SHORT EXERCISE: Please convert all of the data below into a JSON list of strings, one string per line, skipping blank lines. Leave the pictures out of the list.

Named-object pointing data:

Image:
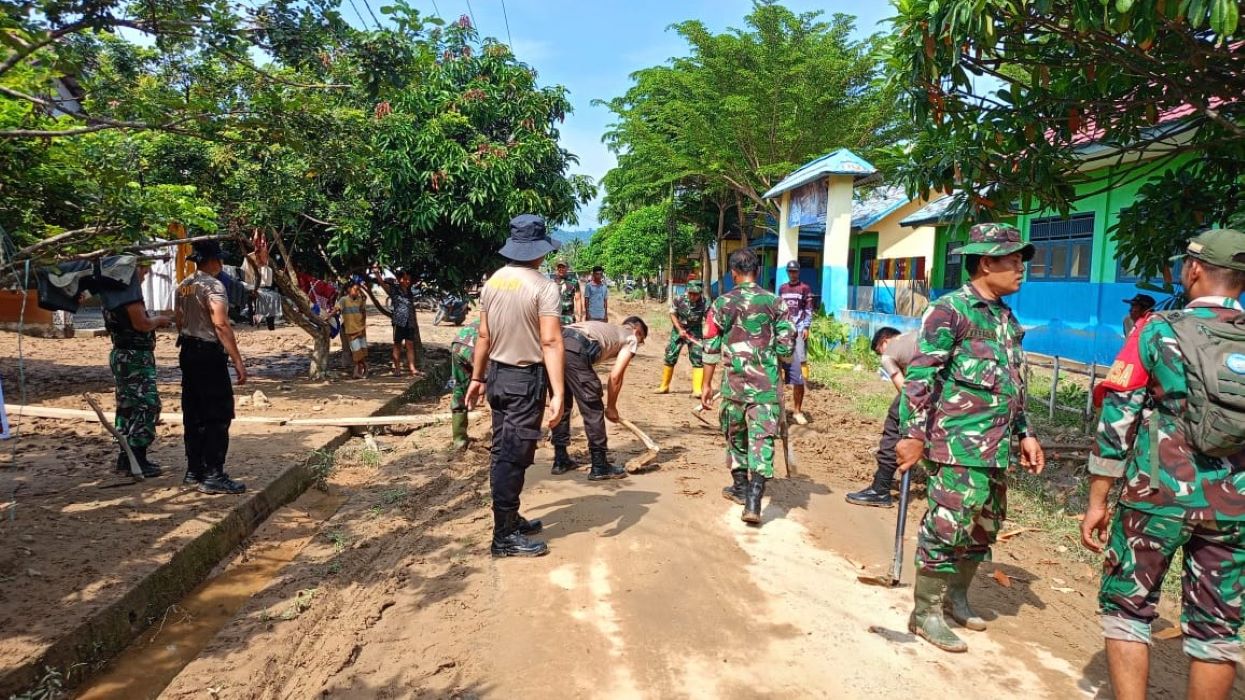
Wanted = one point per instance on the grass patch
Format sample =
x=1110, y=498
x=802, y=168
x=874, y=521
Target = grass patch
x=870, y=395
x=321, y=462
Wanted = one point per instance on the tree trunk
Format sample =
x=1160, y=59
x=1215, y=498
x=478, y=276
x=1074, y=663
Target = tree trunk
x=720, y=274
x=743, y=218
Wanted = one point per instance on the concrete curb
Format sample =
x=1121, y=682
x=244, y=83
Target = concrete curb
x=112, y=628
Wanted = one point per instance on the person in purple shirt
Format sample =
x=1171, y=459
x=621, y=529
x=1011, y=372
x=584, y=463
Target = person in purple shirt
x=798, y=298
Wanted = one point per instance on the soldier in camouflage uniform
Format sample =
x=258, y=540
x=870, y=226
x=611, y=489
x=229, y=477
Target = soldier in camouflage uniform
x=133, y=369
x=1174, y=497
x=686, y=321
x=461, y=356
x=748, y=329
x=964, y=400
x=568, y=287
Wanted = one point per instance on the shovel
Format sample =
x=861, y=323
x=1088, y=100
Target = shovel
x=638, y=463
x=136, y=471
x=898, y=563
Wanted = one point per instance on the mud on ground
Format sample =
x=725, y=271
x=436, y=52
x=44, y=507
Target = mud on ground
x=79, y=537
x=654, y=588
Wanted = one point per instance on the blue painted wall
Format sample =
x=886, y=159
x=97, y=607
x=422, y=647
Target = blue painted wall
x=1078, y=320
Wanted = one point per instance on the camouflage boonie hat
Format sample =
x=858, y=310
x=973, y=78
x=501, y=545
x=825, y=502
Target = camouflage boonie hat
x=995, y=239
x=1219, y=247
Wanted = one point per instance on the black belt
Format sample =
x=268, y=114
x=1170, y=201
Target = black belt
x=579, y=344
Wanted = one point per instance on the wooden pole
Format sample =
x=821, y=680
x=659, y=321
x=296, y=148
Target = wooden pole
x=1055, y=386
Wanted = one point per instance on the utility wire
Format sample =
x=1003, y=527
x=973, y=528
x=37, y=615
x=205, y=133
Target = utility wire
x=369, y=5
x=504, y=15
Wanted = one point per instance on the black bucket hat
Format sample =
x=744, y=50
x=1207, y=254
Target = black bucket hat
x=529, y=239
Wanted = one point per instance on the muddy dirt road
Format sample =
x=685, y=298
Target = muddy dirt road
x=654, y=588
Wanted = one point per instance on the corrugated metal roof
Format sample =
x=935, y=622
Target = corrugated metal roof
x=839, y=162
x=936, y=212
x=877, y=206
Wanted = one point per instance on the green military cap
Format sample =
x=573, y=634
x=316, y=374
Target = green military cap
x=995, y=239
x=1220, y=247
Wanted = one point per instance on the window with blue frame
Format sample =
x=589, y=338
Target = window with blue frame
x=1063, y=248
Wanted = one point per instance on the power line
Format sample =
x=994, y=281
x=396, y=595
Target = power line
x=369, y=5
x=508, y=39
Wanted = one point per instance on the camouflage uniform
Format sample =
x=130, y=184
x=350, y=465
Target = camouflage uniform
x=691, y=315
x=748, y=325
x=569, y=289
x=133, y=369
x=964, y=397
x=1172, y=500
x=462, y=358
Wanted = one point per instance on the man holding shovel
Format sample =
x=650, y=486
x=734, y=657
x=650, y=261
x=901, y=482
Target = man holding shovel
x=963, y=402
x=686, y=328
x=587, y=344
x=748, y=329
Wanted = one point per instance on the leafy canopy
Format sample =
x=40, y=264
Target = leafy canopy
x=1010, y=96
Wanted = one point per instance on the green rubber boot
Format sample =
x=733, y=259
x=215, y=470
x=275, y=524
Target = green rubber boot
x=956, y=603
x=926, y=620
x=460, y=426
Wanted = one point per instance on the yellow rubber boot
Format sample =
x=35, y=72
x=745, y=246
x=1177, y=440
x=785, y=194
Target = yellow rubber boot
x=666, y=375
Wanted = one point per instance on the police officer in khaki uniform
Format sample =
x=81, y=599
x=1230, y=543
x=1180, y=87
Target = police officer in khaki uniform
x=207, y=345
x=518, y=360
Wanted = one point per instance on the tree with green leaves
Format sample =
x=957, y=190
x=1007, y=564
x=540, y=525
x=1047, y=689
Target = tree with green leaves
x=641, y=243
x=745, y=108
x=1010, y=95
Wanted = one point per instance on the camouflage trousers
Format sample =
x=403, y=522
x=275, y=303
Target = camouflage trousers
x=676, y=346
x=137, y=395
x=966, y=508
x=460, y=375
x=1141, y=549
x=750, y=431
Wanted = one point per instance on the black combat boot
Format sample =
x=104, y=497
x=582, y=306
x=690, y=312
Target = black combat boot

EXERCISE ANSWER:
[
  "Image:",
  "Wanted = one point per instance on the grass patch",
  "Format sample =",
  "x=1110, y=498",
  "x=802, y=168",
  "x=874, y=521",
  "Target = grass patch",
  "x=870, y=395",
  "x=321, y=462",
  "Wanted = one point per instance on the tree trunk",
  "Format sample =",
  "x=1160, y=59",
  "x=1215, y=498",
  "x=478, y=276",
  "x=1074, y=663",
  "Target = tree trunk",
  "x=720, y=274",
  "x=743, y=218",
  "Wanted = one point per instance on the concrete curb",
  "Format sample =",
  "x=1121, y=682",
  "x=244, y=83",
  "Target = concrete curb",
  "x=112, y=628",
  "Wanted = one point per instance on the person in purple shirt",
  "Format sample =",
  "x=1171, y=459",
  "x=621, y=529",
  "x=1011, y=372",
  "x=584, y=463",
  "Target = person in purple shirt",
  "x=798, y=298",
  "Wanted = one point per instance on the soldier in camouflage uniform",
  "Format sample =",
  "x=258, y=540",
  "x=870, y=226",
  "x=611, y=489",
  "x=229, y=477",
  "Target = soldier in camouflage uniform",
  "x=133, y=369",
  "x=1174, y=497",
  "x=686, y=321",
  "x=461, y=356",
  "x=748, y=329",
  "x=964, y=400",
  "x=568, y=287",
  "Wanted = one point per instance on the shovel",
  "Format sample =",
  "x=861, y=323",
  "x=1088, y=100",
  "Target = shovel",
  "x=638, y=463",
  "x=136, y=471",
  "x=898, y=563",
  "Wanted = one point per instance on the mud on ground",
  "Format sample =",
  "x=725, y=271",
  "x=436, y=52",
  "x=44, y=507",
  "Target = mud on ground",
  "x=79, y=537",
  "x=654, y=588",
  "Wanted = one point per instance on the blue painted wall",
  "Format sample =",
  "x=886, y=159",
  "x=97, y=607",
  "x=422, y=647",
  "Target = blue painted wall",
  "x=1078, y=320",
  "Wanted = one point per instance on the camouflage boonie hat",
  "Format sample =",
  "x=858, y=310",
  "x=973, y=78",
  "x=501, y=545",
  "x=825, y=502",
  "Target = camouflage boonie hat",
  "x=995, y=239",
  "x=1219, y=247",
  "Wanted = one point per instance on the black belt",
  "Format sample =",
  "x=268, y=114",
  "x=1170, y=201",
  "Target = black belt",
  "x=579, y=344",
  "Wanted = one point per instance on the wooden pole",
  "Format sample =",
  "x=821, y=680",
  "x=659, y=321",
  "x=296, y=148",
  "Target = wooden pole",
  "x=1055, y=386",
  "Wanted = one point per instance on the utility wire",
  "Format sample =",
  "x=1003, y=527",
  "x=973, y=528",
  "x=37, y=615",
  "x=205, y=133",
  "Target = utility wire",
  "x=369, y=5",
  "x=504, y=15",
  "Wanted = one point per instance on the black bucket hat",
  "Format sample =",
  "x=744, y=50",
  "x=1207, y=254",
  "Target = black bucket hat",
  "x=529, y=239",
  "Wanted = one point per instance on the muddy dirt road",
  "Format sample =",
  "x=685, y=298",
  "Target = muddy dirt road",
  "x=654, y=588",
  "Wanted = one point per instance on the corrugated metal roof",
  "Format sample =",
  "x=935, y=622",
  "Target = corrugated metal roof",
  "x=839, y=162",
  "x=936, y=212",
  "x=877, y=206",
  "Wanted = one point per instance on the green military cap",
  "Format sample =",
  "x=573, y=634",
  "x=316, y=374",
  "Target = green military cap",
  "x=995, y=239",
  "x=1220, y=247",
  "Wanted = one point per instance on the window with blue frame",
  "Format sample =",
  "x=589, y=338",
  "Target = window with blue frame",
  "x=1063, y=248",
  "Wanted = one point per instance on the power line",
  "Format sample =",
  "x=994, y=281",
  "x=396, y=595",
  "Target = power line",
  "x=369, y=5",
  "x=508, y=39",
  "Wanted = one point per instance on the camouflage uniform",
  "Format sample =",
  "x=130, y=184",
  "x=350, y=465",
  "Target = camouflage uniform",
  "x=691, y=315",
  "x=748, y=325",
  "x=569, y=289",
  "x=133, y=369",
  "x=964, y=397",
  "x=1172, y=500",
  "x=462, y=358",
  "Wanted = one point per instance on the man holding shovel",
  "Format sample =",
  "x=650, y=486",
  "x=734, y=657",
  "x=650, y=261",
  "x=901, y=482",
  "Target = man holding shovel",
  "x=963, y=402",
  "x=686, y=328",
  "x=587, y=344",
  "x=748, y=329",
  "Wanted = one point per instance on the leafy canopy",
  "Format sample =",
  "x=40, y=264",
  "Target = leafy canopy",
  "x=1010, y=96",
  "Wanted = one point per instance on the green rubber boot",
  "Format sample =",
  "x=733, y=259",
  "x=215, y=470",
  "x=275, y=524",
  "Target = green rubber boot",
  "x=956, y=603",
  "x=926, y=620",
  "x=460, y=426",
  "Wanted = one point per instance on the yellow rubber boot",
  "Format sample =",
  "x=35, y=72",
  "x=745, y=246",
  "x=1177, y=440",
  "x=785, y=194",
  "Target = yellow rubber boot",
  "x=666, y=375",
  "Wanted = one point per instance on the police officer in khaki uniform",
  "Format sample =",
  "x=81, y=599",
  "x=1230, y=543",
  "x=1180, y=87",
  "Target = police officer in khaki uniform",
  "x=207, y=345",
  "x=518, y=360",
  "Wanted = one point per instance on the tree with green leaves",
  "Format sample =",
  "x=957, y=190",
  "x=1007, y=564",
  "x=540, y=525",
  "x=1047, y=689",
  "Target = tree with green leaves",
  "x=641, y=243",
  "x=745, y=108",
  "x=1010, y=95",
  "Wanted = one point per instance on the camouflage trousers",
  "Format sample =",
  "x=403, y=522",
  "x=275, y=303",
  "Target = camouflage trousers",
  "x=676, y=346",
  "x=137, y=395",
  "x=966, y=508",
  "x=460, y=375",
  "x=1141, y=549",
  "x=750, y=431",
  "Wanted = one point per instance on the black combat boot",
  "Format sample =",
  "x=104, y=497",
  "x=582, y=306",
  "x=690, y=312",
  "Target = black combat boot"
]